TASK PROMPT - Give the number of lines in the data below that contain "door", and only that number.

====== PROVIDED RECORDS

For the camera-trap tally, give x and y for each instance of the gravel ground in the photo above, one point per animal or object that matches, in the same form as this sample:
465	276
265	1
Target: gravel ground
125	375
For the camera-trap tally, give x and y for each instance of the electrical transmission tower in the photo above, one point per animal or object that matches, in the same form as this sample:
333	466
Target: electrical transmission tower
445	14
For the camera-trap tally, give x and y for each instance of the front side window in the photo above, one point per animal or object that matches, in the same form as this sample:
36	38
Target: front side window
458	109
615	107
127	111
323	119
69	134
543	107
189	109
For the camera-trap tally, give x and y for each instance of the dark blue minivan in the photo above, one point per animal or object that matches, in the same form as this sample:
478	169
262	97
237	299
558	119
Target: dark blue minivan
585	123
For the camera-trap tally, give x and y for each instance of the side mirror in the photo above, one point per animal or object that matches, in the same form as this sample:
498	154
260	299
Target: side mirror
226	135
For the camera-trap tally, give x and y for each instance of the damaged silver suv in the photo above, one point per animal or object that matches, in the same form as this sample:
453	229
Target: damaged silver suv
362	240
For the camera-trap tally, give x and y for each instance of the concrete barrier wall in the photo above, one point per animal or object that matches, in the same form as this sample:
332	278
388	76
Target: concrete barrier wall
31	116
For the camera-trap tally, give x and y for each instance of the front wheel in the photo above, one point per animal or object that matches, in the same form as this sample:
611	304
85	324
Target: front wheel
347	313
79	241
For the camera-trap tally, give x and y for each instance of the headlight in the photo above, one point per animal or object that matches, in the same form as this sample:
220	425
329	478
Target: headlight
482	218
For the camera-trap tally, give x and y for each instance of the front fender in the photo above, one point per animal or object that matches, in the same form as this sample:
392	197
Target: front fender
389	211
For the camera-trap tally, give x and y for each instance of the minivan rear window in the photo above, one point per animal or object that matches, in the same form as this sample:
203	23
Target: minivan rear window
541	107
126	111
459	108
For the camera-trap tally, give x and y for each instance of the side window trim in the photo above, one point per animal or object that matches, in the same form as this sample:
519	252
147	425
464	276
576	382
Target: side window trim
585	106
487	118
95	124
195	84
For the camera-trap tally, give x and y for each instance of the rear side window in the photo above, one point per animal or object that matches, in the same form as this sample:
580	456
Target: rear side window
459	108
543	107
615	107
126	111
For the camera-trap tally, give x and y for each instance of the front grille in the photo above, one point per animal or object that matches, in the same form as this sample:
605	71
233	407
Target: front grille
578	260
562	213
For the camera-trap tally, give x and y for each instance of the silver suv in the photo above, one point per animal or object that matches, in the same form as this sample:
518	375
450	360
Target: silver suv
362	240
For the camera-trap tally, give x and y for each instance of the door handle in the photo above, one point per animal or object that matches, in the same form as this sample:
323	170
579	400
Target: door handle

============

EXERCISE RESULT - 2